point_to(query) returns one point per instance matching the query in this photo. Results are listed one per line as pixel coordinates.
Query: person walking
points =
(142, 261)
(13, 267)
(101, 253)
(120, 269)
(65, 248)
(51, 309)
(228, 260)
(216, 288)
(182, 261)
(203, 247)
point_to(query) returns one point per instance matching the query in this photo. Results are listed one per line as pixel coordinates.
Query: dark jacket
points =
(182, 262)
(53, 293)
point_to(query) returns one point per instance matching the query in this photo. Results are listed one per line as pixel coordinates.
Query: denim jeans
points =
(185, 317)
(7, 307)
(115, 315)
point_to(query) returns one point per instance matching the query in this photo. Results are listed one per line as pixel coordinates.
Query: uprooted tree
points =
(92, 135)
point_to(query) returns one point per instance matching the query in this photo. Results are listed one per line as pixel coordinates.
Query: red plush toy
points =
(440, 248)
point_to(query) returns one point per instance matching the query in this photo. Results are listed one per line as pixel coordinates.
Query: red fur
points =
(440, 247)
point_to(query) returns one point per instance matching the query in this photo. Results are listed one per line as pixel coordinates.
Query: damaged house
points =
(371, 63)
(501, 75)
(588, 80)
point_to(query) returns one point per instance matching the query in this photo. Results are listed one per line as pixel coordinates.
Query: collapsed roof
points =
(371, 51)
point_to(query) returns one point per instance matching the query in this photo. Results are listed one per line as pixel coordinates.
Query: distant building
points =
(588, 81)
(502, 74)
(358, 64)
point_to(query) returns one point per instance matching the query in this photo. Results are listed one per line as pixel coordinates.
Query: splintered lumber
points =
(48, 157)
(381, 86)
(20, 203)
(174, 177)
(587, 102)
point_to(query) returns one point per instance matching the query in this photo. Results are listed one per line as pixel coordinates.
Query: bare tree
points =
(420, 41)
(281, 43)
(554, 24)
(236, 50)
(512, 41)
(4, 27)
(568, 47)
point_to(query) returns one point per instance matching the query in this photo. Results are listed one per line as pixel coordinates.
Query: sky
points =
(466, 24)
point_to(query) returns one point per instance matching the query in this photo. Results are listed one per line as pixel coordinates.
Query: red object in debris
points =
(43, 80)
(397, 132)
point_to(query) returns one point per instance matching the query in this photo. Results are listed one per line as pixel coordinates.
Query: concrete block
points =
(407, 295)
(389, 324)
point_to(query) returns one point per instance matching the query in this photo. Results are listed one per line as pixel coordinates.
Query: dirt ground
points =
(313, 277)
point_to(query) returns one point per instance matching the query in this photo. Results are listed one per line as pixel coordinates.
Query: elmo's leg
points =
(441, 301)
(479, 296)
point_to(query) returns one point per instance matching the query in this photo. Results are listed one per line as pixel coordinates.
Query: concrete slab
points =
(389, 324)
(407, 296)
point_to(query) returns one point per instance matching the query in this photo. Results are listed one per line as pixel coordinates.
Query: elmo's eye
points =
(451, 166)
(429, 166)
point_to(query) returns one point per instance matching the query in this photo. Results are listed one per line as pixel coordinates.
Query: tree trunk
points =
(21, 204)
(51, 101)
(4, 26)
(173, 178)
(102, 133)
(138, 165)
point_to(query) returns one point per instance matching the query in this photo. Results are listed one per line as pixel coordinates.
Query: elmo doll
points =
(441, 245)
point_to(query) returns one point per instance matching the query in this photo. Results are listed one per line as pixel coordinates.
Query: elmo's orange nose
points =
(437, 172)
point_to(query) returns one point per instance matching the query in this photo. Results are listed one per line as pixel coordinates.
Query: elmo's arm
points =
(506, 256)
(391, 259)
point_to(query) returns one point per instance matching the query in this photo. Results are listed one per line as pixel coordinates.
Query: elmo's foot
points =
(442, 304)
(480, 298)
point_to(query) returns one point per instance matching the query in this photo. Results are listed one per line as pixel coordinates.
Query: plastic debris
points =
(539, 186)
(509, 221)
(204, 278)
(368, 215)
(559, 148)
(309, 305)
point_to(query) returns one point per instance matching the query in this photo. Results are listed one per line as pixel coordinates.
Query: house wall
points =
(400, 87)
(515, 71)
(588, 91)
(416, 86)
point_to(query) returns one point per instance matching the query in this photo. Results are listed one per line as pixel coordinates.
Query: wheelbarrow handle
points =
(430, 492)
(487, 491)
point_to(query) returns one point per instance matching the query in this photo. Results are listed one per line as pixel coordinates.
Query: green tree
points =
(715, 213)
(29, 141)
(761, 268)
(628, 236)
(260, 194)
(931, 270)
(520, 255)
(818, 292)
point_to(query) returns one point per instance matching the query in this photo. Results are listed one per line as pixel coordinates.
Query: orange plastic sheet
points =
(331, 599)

* * * * *

[What you should do]:
What lines in the data above contain the word "house"? Copy them all.

[Expected answer]:
Query: damaged house
Query: house wall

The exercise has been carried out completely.